Revise the lines starting at the one containing "Phrase: short blonde hair" and ending at the end of the records by replacing "soccer player" with "football player". Give those lines back with nothing else changed.

A run of records:
***

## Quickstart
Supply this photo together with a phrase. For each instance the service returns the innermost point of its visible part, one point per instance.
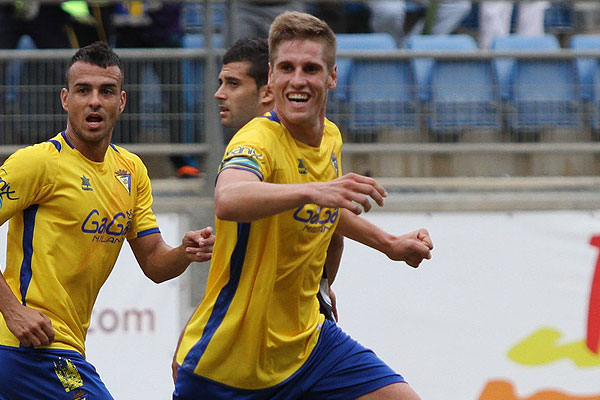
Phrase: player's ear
(64, 93)
(265, 95)
(122, 101)
(270, 72)
(332, 78)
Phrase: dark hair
(97, 53)
(254, 51)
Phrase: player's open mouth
(297, 98)
(94, 120)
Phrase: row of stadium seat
(521, 95)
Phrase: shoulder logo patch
(86, 184)
(302, 167)
(335, 164)
(125, 178)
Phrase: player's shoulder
(122, 152)
(332, 128)
(44, 151)
(260, 131)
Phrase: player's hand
(351, 191)
(199, 244)
(412, 248)
(333, 304)
(32, 327)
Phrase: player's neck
(90, 149)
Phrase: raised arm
(32, 327)
(411, 247)
(241, 196)
(161, 262)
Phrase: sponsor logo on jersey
(107, 229)
(5, 192)
(301, 167)
(125, 178)
(315, 218)
(335, 164)
(85, 183)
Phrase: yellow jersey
(259, 320)
(68, 219)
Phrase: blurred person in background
(280, 195)
(155, 25)
(401, 19)
(252, 18)
(495, 19)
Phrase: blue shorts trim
(339, 368)
(28, 373)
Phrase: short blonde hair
(294, 25)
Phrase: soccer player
(244, 94)
(280, 195)
(72, 201)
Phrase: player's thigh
(395, 391)
(27, 374)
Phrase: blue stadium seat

***

## Result below
Phrase: short blonde hair
(294, 25)
Phrase: football player
(244, 94)
(280, 195)
(72, 201)
Phrase: player's thigh
(395, 391)
(27, 374)
Phrase: blue stadium seat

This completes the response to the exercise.